_Problem_
How many lines in the rows below contain the word "white"? Reply with the number only.
++++ Supplied material
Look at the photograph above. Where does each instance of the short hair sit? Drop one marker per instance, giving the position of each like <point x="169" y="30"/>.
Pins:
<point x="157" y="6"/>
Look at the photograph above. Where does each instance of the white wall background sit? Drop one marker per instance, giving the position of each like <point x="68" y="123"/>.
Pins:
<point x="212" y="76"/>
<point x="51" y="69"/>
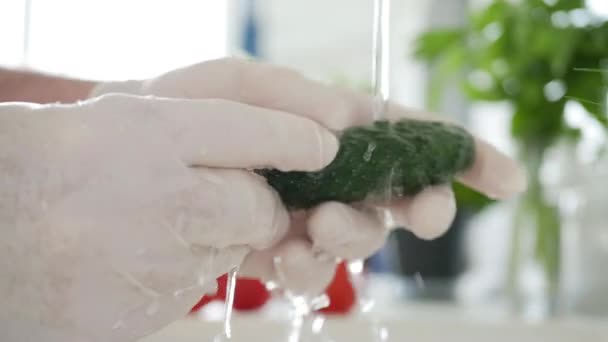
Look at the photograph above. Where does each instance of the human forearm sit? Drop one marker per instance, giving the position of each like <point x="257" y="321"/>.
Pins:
++++++++
++++ Supplied material
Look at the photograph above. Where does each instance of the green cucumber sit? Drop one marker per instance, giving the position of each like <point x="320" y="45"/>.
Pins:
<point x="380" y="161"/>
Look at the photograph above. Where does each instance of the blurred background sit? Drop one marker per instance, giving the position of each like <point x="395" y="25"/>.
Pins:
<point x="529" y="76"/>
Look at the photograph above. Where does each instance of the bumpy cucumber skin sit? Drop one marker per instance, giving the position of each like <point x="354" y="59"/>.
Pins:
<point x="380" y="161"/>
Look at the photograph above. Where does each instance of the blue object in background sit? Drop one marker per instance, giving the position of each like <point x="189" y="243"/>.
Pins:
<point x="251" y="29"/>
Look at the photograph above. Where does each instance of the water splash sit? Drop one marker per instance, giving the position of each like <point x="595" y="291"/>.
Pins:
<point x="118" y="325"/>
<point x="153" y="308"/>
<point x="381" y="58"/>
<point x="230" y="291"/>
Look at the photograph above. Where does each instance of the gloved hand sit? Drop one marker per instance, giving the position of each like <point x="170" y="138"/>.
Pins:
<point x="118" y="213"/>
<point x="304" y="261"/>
++++++++
++++ Supplied material
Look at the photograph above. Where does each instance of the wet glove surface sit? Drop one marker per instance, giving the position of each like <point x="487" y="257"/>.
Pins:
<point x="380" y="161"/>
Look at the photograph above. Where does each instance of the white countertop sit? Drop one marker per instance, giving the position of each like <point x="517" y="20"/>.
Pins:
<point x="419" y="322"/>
++++++++
_The output_
2